==== TEXT PASSAGE
Prayers, Spiritual Support, and Positive Attitudes in Coping With the September 11 National Crisis

Authors


  • During this study, Amy L. Ai was supported by the Templeton Foundation, the Hartford Foundation, the Newano Peace Foundation, and the National Center for Complementary and Alternative Medicine (NCCAM) Grant, P50 AT00011. The opinions expressed in this article are those of the authors and do not necessarily reflect the views of these organizations. The authors are grateful for reviewers' comments and the contribution of supportive members at the participating universities.

Address correspondence and requests for reprints to Amy L. Ai, University of Washington, 4101 15th Ave. NE, Seattle, WA 98105-6299. E-mail: amyai@u.washington.edu.

Abstract

Abstract This study was designed to help fill gaps in faith-related and positive psychology research. Psychologists have called for precise assessment of effective faith factors inherent within spiritual experiences that may explain their beneficial effects. Positive psychologists suggest the need to examine social and faith-related origins of optimism. Based on previous research, we redefined spiritual support and developed a new assessment. The study is a survey of 453 graduate and undergraduate students 3 months after the September 11, 2001, terrorist attacks. The results showed that participants, who believed in diverse spiritual entities, used various types of prayer for coping. A structural equation model showed that a linkage of spiritual support and positive attitudes mediated the effect of faith-based and secular factors on post-September 11 distress. Higher levels of initial negative emotional response were associated with the use of prayer for coping, which was, in turn, related to less distress through the pathway of the above linkage.
========
==== SUPPLIED RECORDS
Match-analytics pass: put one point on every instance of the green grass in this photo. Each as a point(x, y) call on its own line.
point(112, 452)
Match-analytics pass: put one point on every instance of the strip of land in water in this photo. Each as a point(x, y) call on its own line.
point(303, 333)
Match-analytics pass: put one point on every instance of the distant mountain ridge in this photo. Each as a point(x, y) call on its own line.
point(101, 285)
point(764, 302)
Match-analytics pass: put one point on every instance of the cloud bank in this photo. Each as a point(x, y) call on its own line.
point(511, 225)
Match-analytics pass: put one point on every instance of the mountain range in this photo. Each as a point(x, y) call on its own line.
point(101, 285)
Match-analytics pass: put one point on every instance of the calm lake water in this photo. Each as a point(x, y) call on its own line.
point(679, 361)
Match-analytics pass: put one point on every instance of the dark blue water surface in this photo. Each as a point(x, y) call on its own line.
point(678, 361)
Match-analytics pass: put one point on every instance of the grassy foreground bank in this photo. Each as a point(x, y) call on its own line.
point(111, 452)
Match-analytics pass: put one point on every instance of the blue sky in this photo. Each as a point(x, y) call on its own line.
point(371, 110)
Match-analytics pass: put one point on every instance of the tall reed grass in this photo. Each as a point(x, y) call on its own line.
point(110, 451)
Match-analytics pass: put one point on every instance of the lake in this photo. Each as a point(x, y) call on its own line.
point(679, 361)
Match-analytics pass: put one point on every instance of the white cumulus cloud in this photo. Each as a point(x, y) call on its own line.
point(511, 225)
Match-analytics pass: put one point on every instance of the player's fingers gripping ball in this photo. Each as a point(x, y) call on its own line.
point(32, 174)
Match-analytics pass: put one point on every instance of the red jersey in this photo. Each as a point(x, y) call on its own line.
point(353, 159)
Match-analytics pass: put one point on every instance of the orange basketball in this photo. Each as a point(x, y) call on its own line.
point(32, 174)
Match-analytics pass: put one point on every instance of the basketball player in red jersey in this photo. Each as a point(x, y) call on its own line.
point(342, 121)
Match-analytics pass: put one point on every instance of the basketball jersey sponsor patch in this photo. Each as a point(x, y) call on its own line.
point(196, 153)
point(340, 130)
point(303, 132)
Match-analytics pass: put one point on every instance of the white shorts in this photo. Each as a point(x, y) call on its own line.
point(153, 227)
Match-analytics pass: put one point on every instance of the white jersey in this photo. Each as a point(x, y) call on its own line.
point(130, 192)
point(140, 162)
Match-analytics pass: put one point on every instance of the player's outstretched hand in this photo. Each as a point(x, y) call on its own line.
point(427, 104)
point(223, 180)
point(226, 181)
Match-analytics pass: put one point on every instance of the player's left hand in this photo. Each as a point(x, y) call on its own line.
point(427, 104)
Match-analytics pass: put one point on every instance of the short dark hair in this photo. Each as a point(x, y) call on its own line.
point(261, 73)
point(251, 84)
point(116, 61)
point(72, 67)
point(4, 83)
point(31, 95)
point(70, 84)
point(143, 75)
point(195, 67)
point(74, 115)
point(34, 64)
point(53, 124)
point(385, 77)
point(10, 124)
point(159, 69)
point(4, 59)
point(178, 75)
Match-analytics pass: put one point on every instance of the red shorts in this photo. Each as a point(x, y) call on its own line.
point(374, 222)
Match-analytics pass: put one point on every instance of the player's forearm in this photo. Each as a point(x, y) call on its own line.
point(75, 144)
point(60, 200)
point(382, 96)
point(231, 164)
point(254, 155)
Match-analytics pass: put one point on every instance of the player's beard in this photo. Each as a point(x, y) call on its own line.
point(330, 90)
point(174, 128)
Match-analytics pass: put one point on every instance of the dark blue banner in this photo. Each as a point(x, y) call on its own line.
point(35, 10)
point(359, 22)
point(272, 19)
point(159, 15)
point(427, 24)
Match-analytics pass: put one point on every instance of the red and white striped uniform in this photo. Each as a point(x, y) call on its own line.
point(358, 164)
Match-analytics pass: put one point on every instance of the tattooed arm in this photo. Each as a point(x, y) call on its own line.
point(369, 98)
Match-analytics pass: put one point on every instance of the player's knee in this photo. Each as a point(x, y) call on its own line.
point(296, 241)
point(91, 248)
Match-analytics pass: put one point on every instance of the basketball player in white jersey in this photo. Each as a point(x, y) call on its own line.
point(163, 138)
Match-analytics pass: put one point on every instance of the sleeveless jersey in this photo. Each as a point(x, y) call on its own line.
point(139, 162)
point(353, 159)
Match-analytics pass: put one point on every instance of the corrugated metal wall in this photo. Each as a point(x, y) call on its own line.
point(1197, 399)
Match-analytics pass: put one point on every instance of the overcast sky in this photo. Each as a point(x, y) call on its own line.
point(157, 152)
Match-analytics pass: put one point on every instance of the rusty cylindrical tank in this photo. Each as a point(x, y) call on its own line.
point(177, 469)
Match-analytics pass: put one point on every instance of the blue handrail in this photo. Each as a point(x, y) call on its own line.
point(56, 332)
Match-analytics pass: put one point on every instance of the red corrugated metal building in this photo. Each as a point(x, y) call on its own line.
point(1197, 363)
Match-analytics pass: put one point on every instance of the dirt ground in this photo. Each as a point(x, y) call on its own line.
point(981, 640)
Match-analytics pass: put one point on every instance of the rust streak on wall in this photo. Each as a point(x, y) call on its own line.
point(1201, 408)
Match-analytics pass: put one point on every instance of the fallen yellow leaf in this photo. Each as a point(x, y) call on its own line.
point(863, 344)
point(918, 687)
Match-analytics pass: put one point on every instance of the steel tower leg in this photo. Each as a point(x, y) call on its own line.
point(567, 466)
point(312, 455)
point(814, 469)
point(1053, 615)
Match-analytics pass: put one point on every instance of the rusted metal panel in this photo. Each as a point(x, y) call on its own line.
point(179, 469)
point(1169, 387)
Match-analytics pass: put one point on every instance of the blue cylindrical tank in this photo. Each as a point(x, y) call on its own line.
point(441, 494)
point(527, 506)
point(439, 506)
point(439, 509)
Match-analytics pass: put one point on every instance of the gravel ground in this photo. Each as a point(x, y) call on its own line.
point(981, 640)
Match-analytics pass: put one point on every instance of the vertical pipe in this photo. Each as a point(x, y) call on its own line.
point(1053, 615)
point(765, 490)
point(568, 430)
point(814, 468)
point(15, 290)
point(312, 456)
========
# PROBLEM
Using the abstract on prayer and coping after September 11, explain in one to three sentences how the use of prayer for coping was related to less distress. Rely only on the text for this, not the records.

# TASK RESULT
Higher levels of initial negative emotional response were associated with using prayer for coping. Prayer was in turn related to less distress through a linkage of spiritual support and positive attitudes. That linkage mediated the effect of faith-based and secular factors on post-September 11 distress.